### Request 1
Please edit the rows in the stretch from the line containing "Please examine the image above and detect the snow-covered" through the end of the rows, replacing "snow-covered ground" with "icy pavement" and leaving everything else unchanged.

### Source excerpt
Code and datasets for Chapter 3 of my dissertation: analysis of the memory association strength for bigrams within and across important units in short clips of spoken English. I am testing the unithood of Intonation Units (a type of prosodic phrase) and clauses by seeing whether association strength is higher within or across their boundaries. Association strength is measured by the recall status of the words. Subjects were asked to listen to each clip and then type everything they heard from memory. If two words are strongly associated in memory, it is expected that they will have the same recall status (either remembered together or forgotten together). If one was remembered and one was forgotten, that is taken as an indicator of less strong association. Recall status was used as the independent variable of interest. Bigram association strength based on existing associations (pointwise mutual information) was also calculated from a corpus and included as a control.

### Material for this task
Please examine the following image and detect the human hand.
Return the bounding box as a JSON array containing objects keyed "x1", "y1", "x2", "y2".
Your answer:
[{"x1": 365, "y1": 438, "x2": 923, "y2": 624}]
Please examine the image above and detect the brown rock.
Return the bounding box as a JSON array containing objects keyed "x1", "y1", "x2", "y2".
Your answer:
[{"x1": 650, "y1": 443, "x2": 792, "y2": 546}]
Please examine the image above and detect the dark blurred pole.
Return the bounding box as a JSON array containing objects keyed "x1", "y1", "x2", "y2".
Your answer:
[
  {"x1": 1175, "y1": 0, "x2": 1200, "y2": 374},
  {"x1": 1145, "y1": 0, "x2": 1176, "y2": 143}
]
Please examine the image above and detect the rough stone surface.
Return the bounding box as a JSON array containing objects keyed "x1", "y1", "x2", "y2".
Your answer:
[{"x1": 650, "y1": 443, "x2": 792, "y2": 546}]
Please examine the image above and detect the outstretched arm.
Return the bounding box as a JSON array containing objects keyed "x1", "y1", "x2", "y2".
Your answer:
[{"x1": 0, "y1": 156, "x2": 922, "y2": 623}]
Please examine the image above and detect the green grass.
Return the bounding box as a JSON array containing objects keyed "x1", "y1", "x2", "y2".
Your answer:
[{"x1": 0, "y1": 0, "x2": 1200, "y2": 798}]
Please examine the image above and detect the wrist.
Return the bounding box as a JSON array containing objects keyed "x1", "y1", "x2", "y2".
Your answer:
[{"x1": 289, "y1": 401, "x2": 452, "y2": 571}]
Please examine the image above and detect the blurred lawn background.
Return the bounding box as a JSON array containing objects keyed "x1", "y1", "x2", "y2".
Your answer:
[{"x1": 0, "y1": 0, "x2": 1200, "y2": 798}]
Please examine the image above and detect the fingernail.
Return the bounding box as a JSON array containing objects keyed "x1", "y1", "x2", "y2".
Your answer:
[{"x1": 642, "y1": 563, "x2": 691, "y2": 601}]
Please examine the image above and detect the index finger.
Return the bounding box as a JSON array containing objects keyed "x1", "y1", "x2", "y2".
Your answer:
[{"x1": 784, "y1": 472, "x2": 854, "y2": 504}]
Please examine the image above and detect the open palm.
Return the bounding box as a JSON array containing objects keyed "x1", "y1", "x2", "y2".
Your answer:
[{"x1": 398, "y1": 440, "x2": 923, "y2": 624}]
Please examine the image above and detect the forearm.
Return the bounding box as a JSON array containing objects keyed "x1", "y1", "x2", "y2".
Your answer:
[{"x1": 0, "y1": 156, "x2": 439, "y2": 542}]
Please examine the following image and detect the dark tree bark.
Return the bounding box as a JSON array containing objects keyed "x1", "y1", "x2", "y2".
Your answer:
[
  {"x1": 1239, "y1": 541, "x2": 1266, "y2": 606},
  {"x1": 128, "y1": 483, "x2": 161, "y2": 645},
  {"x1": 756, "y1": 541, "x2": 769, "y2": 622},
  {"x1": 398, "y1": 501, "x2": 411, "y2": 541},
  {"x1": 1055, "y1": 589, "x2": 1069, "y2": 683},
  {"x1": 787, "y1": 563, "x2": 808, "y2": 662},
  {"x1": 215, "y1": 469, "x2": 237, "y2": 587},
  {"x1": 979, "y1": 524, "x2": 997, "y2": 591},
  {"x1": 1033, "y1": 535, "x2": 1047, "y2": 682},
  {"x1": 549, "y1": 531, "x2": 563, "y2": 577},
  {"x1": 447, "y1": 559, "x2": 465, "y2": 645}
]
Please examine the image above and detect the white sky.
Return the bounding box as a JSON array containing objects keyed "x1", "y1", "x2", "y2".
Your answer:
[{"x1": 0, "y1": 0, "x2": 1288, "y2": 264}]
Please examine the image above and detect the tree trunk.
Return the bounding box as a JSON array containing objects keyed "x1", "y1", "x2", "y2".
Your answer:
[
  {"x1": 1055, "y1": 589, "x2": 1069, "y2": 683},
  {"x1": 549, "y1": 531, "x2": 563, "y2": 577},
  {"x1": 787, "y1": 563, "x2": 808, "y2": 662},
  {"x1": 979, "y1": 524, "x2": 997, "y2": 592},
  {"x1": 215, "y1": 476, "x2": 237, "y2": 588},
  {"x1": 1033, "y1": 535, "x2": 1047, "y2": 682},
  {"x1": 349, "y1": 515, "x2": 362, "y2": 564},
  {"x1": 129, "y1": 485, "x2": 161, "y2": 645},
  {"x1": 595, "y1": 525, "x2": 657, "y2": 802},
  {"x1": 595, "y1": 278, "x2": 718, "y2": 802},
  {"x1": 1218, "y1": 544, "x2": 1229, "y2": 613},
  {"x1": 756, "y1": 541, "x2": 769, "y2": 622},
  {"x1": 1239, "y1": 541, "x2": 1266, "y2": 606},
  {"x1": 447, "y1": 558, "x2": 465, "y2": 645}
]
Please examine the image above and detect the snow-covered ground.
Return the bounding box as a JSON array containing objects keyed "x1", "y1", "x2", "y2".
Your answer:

### Request 2
According to the dissertation chapter description, what was included as a control?

### Response 1
Please examine the image above and detect the icy pavement.
Return the bounding box as a JSON array containing objects keyed "x1", "y1", "x2", "y2".
Your answer:

### Response 2
Bigram association strength based on existing associations (pointwise mutual information), calculated from a corpus.